## What you will do
First find the line with "Class, indicate each instance of the groom in", then reproduce it and all following lines of the data to the end, exactly and with no pictures, adding nothing.

Natural-language object grounding data
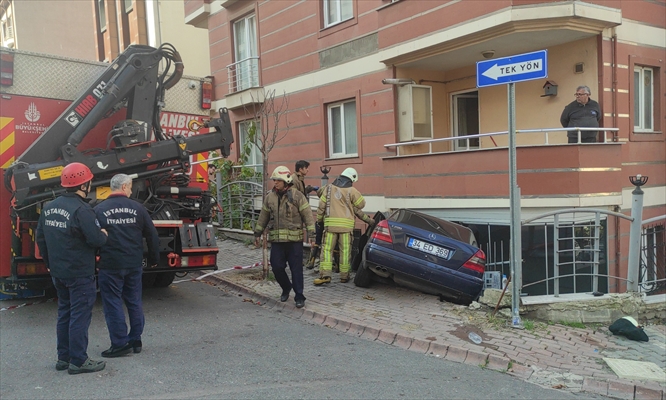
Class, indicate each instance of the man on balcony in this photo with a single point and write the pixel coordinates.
(581, 113)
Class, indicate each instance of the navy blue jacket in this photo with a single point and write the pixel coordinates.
(127, 222)
(68, 235)
(577, 115)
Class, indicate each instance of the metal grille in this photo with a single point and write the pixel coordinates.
(652, 268)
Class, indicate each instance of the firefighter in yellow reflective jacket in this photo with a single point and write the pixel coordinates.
(338, 205)
(284, 212)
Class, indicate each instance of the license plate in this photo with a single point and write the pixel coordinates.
(435, 250)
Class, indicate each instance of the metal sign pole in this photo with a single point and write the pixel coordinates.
(514, 197)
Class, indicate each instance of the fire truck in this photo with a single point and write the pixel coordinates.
(138, 115)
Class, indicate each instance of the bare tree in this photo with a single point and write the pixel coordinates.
(270, 127)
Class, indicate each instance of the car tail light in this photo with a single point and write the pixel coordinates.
(206, 94)
(198, 261)
(38, 268)
(382, 232)
(477, 262)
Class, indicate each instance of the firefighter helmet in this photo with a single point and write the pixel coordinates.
(351, 174)
(75, 174)
(282, 173)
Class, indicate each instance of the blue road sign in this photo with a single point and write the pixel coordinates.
(518, 68)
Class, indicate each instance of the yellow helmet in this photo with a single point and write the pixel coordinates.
(282, 173)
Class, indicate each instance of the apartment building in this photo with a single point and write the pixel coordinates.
(387, 87)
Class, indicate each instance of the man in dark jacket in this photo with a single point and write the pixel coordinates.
(121, 264)
(68, 235)
(581, 113)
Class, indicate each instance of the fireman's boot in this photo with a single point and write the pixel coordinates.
(321, 280)
(314, 254)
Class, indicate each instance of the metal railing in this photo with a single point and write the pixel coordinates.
(576, 247)
(546, 134)
(243, 74)
(652, 275)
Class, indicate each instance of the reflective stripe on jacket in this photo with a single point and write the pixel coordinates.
(284, 216)
(338, 206)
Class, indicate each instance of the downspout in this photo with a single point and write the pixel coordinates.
(615, 139)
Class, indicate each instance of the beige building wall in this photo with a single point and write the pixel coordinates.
(191, 42)
(63, 27)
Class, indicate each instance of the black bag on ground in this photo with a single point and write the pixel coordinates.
(629, 328)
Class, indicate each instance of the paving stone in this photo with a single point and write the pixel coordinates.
(520, 371)
(456, 354)
(643, 392)
(386, 336)
(497, 363)
(438, 350)
(621, 390)
(370, 333)
(420, 346)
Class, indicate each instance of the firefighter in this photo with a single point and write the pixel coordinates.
(338, 205)
(68, 235)
(285, 211)
(301, 169)
(121, 264)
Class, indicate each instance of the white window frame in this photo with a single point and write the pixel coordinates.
(345, 136)
(101, 8)
(255, 160)
(641, 123)
(336, 6)
(246, 58)
(455, 129)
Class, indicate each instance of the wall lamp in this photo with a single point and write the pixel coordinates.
(400, 82)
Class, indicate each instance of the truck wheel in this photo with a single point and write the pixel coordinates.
(148, 280)
(164, 279)
(363, 276)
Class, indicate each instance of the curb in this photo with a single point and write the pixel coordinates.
(616, 388)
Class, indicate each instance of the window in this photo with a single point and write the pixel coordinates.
(415, 112)
(643, 99)
(336, 11)
(246, 68)
(101, 7)
(466, 119)
(249, 131)
(342, 135)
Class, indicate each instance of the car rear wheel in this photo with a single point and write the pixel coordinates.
(164, 279)
(363, 276)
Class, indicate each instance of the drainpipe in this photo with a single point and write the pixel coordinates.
(635, 232)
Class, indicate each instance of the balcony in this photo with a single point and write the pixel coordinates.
(548, 167)
(243, 80)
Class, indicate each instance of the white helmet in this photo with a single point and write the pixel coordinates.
(282, 173)
(350, 173)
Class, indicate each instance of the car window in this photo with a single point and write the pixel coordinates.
(445, 228)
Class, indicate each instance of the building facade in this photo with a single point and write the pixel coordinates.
(386, 86)
(25, 25)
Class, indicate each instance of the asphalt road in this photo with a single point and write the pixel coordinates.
(203, 343)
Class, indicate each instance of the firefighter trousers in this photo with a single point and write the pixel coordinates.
(343, 241)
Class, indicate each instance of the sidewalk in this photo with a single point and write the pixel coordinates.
(551, 355)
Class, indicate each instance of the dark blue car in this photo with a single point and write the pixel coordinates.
(425, 253)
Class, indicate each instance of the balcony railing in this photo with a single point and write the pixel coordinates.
(243, 74)
(535, 137)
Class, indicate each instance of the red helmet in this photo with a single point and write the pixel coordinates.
(75, 174)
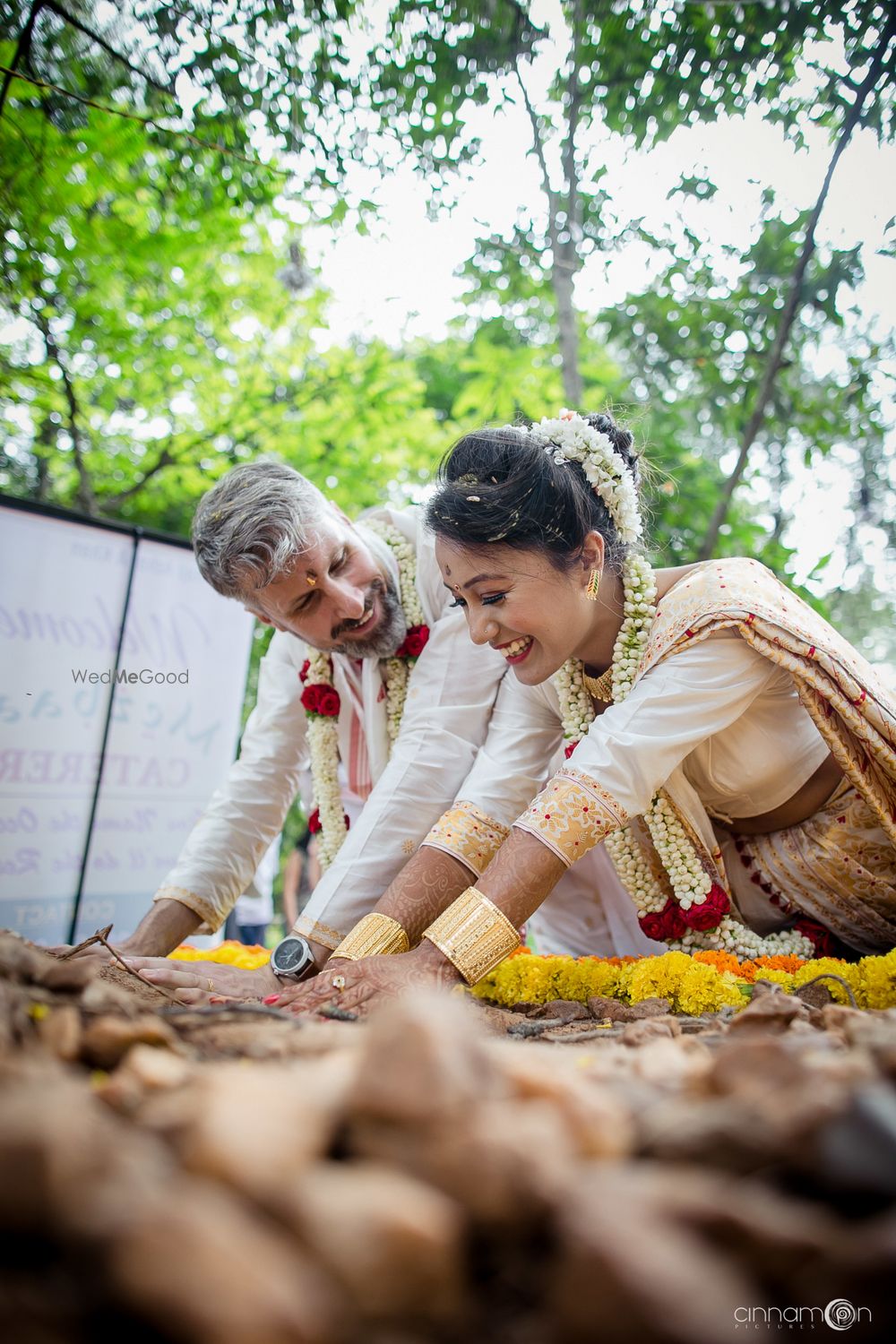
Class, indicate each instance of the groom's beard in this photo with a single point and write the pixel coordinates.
(387, 636)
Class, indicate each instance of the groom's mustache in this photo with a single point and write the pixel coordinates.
(375, 589)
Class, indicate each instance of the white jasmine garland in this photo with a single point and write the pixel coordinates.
(689, 882)
(323, 744)
(323, 731)
(571, 438)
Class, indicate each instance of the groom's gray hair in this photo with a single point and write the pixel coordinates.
(252, 526)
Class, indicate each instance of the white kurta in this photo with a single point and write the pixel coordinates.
(449, 702)
(726, 714)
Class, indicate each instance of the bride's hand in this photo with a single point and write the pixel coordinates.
(359, 986)
(196, 981)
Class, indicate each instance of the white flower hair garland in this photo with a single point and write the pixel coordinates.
(696, 914)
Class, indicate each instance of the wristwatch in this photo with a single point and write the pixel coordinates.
(292, 959)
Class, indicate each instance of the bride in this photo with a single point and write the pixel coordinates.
(734, 752)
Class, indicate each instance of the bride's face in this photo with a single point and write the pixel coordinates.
(519, 602)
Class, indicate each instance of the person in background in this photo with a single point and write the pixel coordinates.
(301, 875)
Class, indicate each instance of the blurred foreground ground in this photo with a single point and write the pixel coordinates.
(443, 1172)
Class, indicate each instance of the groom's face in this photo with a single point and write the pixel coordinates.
(335, 597)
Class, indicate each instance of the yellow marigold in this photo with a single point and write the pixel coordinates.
(727, 961)
(778, 978)
(847, 970)
(228, 954)
(707, 989)
(788, 964)
(659, 978)
(877, 981)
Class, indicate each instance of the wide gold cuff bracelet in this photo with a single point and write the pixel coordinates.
(473, 935)
(374, 935)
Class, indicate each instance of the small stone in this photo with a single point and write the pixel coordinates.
(392, 1242)
(650, 1029)
(424, 1061)
(564, 1010)
(616, 1011)
(61, 1031)
(108, 1039)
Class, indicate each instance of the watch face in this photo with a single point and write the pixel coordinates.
(290, 956)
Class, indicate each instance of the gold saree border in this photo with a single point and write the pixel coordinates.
(468, 833)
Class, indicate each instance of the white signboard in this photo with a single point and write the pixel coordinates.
(177, 698)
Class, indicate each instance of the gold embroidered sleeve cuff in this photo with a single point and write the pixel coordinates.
(473, 935)
(374, 935)
(571, 814)
(468, 835)
(212, 917)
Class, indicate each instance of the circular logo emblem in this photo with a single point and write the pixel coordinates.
(840, 1314)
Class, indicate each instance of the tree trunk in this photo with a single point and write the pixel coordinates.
(567, 332)
(785, 327)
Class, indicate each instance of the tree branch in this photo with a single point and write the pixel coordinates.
(107, 46)
(161, 461)
(573, 204)
(21, 53)
(785, 327)
(85, 489)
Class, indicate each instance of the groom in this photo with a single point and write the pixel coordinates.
(268, 538)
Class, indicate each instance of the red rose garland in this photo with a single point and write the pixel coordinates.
(322, 703)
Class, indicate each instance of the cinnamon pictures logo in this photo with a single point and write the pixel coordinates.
(121, 676)
(839, 1316)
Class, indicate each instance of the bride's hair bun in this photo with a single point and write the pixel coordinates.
(504, 487)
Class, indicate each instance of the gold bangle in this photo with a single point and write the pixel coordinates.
(374, 935)
(473, 935)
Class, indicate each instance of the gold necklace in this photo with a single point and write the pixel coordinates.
(599, 687)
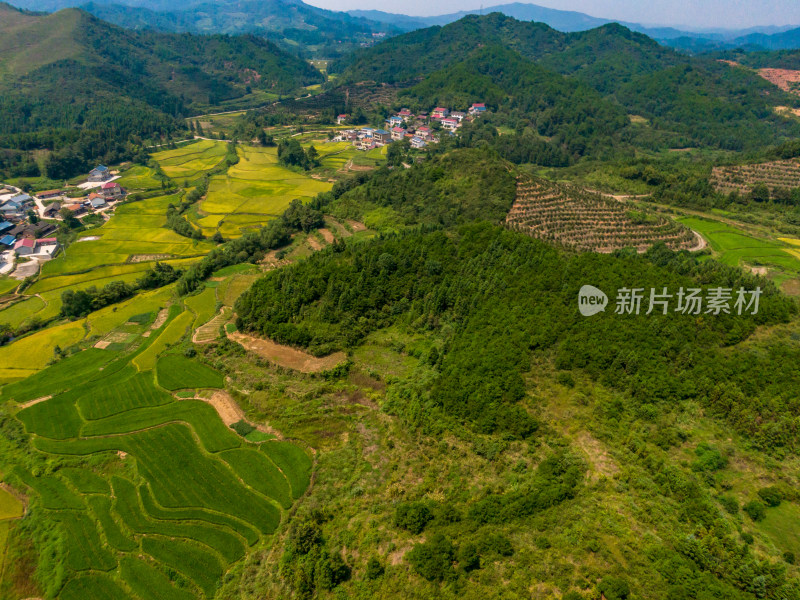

## Result of the task
Class, indicate each instance of the groom in this photo with a single point and write the pixel coordinates.
(268, 538)
Class, indicate each instance of the red rose garland in this photo with a single point and write the pixel coordinates.
(322, 703)
Class, indicate each instance of the cinnamon pictures logo in this photo with a single point and write the pixel coordinates.
(121, 676)
(839, 1316)
Class, indicate each instance of the bride's hair bun in this photo with a single point and write the pixel coordinates.
(504, 487)
Class, indicate each instance of the gold bangle in this photo with a single point and write the pixel coordinates.
(374, 935)
(473, 935)
Class, indicate each instance of the gold necklace in this photo with a single point and write the pixel coordinates.
(599, 687)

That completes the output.